CHALLENGE
Copy out every record precisely.

Location labeling records:
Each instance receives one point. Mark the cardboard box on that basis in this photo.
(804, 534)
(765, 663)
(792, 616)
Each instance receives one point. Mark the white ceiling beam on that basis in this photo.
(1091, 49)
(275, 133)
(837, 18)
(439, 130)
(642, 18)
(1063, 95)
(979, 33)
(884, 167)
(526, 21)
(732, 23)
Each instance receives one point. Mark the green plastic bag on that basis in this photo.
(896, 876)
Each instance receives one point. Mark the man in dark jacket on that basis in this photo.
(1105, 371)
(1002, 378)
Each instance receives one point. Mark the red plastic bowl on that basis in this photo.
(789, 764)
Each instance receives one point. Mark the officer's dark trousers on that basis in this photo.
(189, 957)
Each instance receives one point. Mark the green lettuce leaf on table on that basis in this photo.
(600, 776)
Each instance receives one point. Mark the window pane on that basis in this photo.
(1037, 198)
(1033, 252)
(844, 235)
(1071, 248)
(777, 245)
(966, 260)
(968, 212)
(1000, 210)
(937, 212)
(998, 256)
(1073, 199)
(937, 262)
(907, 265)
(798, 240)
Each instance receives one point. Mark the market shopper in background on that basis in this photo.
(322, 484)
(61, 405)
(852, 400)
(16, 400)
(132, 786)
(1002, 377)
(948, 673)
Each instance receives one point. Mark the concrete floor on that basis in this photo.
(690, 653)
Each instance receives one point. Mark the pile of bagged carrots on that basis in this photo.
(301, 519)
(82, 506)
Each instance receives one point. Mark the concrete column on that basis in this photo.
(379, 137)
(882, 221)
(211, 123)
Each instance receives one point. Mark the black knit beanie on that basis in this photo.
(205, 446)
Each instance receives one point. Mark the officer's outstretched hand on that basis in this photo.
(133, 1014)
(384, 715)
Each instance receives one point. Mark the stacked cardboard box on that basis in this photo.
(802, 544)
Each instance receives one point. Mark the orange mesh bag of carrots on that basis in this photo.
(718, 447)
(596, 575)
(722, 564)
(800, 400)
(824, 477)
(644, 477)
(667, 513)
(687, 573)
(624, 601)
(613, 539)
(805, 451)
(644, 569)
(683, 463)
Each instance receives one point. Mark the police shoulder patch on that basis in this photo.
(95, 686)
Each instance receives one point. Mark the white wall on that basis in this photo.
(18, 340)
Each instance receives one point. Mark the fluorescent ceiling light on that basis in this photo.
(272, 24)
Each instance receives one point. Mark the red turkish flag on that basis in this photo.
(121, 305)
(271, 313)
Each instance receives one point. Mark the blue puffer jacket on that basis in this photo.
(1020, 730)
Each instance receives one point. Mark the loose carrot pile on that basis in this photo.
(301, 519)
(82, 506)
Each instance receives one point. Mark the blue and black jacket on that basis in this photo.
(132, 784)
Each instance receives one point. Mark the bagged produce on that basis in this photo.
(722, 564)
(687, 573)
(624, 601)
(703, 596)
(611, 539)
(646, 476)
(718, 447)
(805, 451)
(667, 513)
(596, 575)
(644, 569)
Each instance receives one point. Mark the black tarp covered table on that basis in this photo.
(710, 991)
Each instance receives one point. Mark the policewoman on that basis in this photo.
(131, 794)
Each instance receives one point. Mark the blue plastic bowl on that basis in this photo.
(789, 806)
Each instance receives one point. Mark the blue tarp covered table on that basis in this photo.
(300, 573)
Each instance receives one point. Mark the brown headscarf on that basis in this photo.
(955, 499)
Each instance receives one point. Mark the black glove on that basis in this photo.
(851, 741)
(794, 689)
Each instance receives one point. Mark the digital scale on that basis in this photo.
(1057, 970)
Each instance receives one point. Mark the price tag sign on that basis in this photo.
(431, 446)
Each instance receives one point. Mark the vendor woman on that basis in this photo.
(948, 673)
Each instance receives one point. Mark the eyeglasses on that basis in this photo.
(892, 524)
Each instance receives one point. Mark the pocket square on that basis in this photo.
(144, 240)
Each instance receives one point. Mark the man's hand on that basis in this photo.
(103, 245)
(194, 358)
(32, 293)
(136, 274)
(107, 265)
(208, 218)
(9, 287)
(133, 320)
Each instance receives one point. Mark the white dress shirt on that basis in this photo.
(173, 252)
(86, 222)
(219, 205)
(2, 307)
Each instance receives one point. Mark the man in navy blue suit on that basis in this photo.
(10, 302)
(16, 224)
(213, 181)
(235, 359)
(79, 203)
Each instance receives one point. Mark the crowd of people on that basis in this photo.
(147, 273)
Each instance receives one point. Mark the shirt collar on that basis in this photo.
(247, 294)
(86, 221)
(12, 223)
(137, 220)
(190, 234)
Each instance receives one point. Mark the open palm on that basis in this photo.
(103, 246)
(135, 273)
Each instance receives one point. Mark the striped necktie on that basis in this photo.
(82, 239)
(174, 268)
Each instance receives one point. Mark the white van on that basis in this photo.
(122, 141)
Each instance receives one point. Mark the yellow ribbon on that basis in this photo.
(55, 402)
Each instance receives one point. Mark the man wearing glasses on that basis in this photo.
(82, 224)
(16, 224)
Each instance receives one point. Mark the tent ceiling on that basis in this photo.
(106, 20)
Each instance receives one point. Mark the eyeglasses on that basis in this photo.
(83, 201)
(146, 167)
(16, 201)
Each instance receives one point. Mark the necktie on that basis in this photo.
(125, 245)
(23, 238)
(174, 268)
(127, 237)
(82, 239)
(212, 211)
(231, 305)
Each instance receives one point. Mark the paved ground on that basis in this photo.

SOLUTION FOR THIS TASK
Each instance receives one point. Mark the cardboard box on that basis in this photo.
(804, 534)
(765, 663)
(792, 616)
Each instance receives one point. Mark the white ceiling beam on that basis in this photo.
(1091, 49)
(275, 133)
(837, 18)
(439, 130)
(642, 18)
(1063, 95)
(979, 33)
(884, 167)
(526, 21)
(732, 23)
Each instance receives one point. Mark the green plastic bag on that basis in this photo.
(896, 876)
Each instance receives one point. Mark the man in dark jacket on that basis in this photo.
(1105, 371)
(1002, 378)
Each instance receives one point. Mark the red plastic bowl on that basis in this photo.
(789, 764)
Each instance receives one point. Mark the officer's dark trousers on that basis in this photo.
(189, 957)
Each instance receives one point. Mark the green lettuce leaf on table on that basis in this photo.
(600, 776)
Each instance receives one point. Mark the window pane on that basis in this photo.
(1037, 198)
(1033, 252)
(844, 235)
(1071, 248)
(777, 245)
(966, 260)
(968, 212)
(1000, 210)
(937, 212)
(998, 256)
(1073, 199)
(937, 262)
(907, 265)
(798, 240)
Each instance receives one point. Mark the market shopper in background on that basis in this photo.
(322, 484)
(61, 405)
(852, 400)
(16, 400)
(132, 786)
(1002, 377)
(948, 673)
Each instance receives one point. Mark the concrete floor on that basis in this photo.
(690, 653)
Each instance receives one point. Mark the pile of bagged carrots on that basis in this photo.
(301, 519)
(82, 506)
Each instance receives one point. Mark the concrete column on that basis in this photo.
(379, 137)
(882, 221)
(211, 123)
Each instance receives one point. Mark the black knit beanie on that basis in this photo.
(205, 446)
Each instance receives one point. Mark the officer's outstretched hand on that basis in this photo.
(133, 1014)
(384, 715)
Each instance receives one point. Mark the stacked cardboard box on that basis in this photo.
(802, 544)
Each instance receives one point. Mark the orange mesh bag of carrots on that basis in this photo.
(718, 447)
(596, 575)
(722, 564)
(800, 400)
(824, 477)
(644, 477)
(667, 513)
(687, 573)
(624, 601)
(613, 539)
(805, 451)
(644, 569)
(683, 463)
Each instance receives one point. Mark the police shoulder patch on that basis in this photo.
(95, 686)
Each instance receives one point. Mark the white wall on that basis in this photo.
(18, 340)
Each instance receives one point. Mark the fluorescent ceiling light on that basis in this photo.
(272, 24)
Each instance receives one point. Mark the red turkish flag on that basis in this photo.
(121, 305)
(271, 313)
Each instance receives one point. Mark the blue puffer jacket on that basis in this photo.
(1020, 730)
Each instance receives one point. Mark the loose carrot pile on that basis in this photo.
(301, 519)
(82, 506)
Each instance receives one point. Mark the blue and black jacket on that basis in this photo.
(132, 784)
Each instance receives one point. Mark the bagged produce on that basis in this photo.
(722, 564)
(687, 573)
(624, 601)
(703, 596)
(611, 539)
(646, 476)
(718, 447)
(805, 451)
(667, 513)
(596, 575)
(644, 569)
Each instance receives one point. Mark the black tarp covered table on that basis in this photo.
(710, 991)
Each instance receives one point. Mark the policewoman on that basis in this photo.
(131, 794)
Each instance receives one point. Mark the blue plastic bowl on that basis in this photo.
(789, 806)
Each instance receives one point. Mark the blue tarp covered table on that basis in this photo.
(300, 573)
Each instance receives one point. Mark the brown headscarf on that basis in this photo.
(955, 499)
Each instance receives one point. Mark the black glove on that basis in this photo.
(851, 741)
(794, 689)
Each instance receives one point. Mark the digital scale on that basis in this photo.
(1057, 970)
Each instance receives one point. Mark the price tag sign on that basis in this photo.
(431, 446)
Each instance receives one point. Mark the vendor woman on that basis in this photo.
(948, 673)
Each instance receives one point. Mark the eyeglasses on that basis in this photo.
(892, 524)
Each instance receives one point. Mark the pocket square on that basis in this photo.
(144, 240)
Each instance receives one point. Mark the man's hand on that basis in this photo.
(103, 245)
(194, 358)
(32, 293)
(136, 274)
(107, 265)
(208, 218)
(9, 287)
(133, 320)
Each instance receives one point. Mark the white dress shirt on that basis in this photo.
(173, 252)
(86, 222)
(219, 205)
(2, 307)
Each instance receives one point. Mark the man in navy blue suit on that basis in this photo.
(10, 302)
(16, 224)
(213, 181)
(235, 359)
(79, 203)
Each instance receives one point. Mark the crowd of people on that basis in this photo.
(147, 273)
Each instance receives one point. Mark the shirt collar on that basis in this photo.
(247, 294)
(86, 221)
(12, 223)
(137, 220)
(190, 234)
Each instance receives one point. Mark the open palm on that basis in this photo.
(103, 246)
(135, 273)
Each instance receives one point. Mark the striped necktie on that basis in this photo.
(82, 239)
(174, 268)
Each instance receives one point. Mark the white van on that basis in this photo.
(122, 141)
Each instance receives one point. Mark the yellow ribbon on that basis in this photo.
(55, 402)
Each instance receives one point. Mark the man wearing glasses on that basis in this photo.
(82, 224)
(16, 224)
Each instance receives one point. Mark the tent ceiling on that basis in this photo.
(106, 20)
Each instance receives one point. Mark the eyeglasses on that basis in this photo.
(83, 201)
(146, 167)
(16, 201)
Each instance receives one point. Mark the necktie on that basis in this photo.
(125, 245)
(23, 238)
(174, 268)
(127, 237)
(82, 239)
(212, 211)
(231, 305)
Each instance receives one point. Mark the paved ground on that basis in this photo.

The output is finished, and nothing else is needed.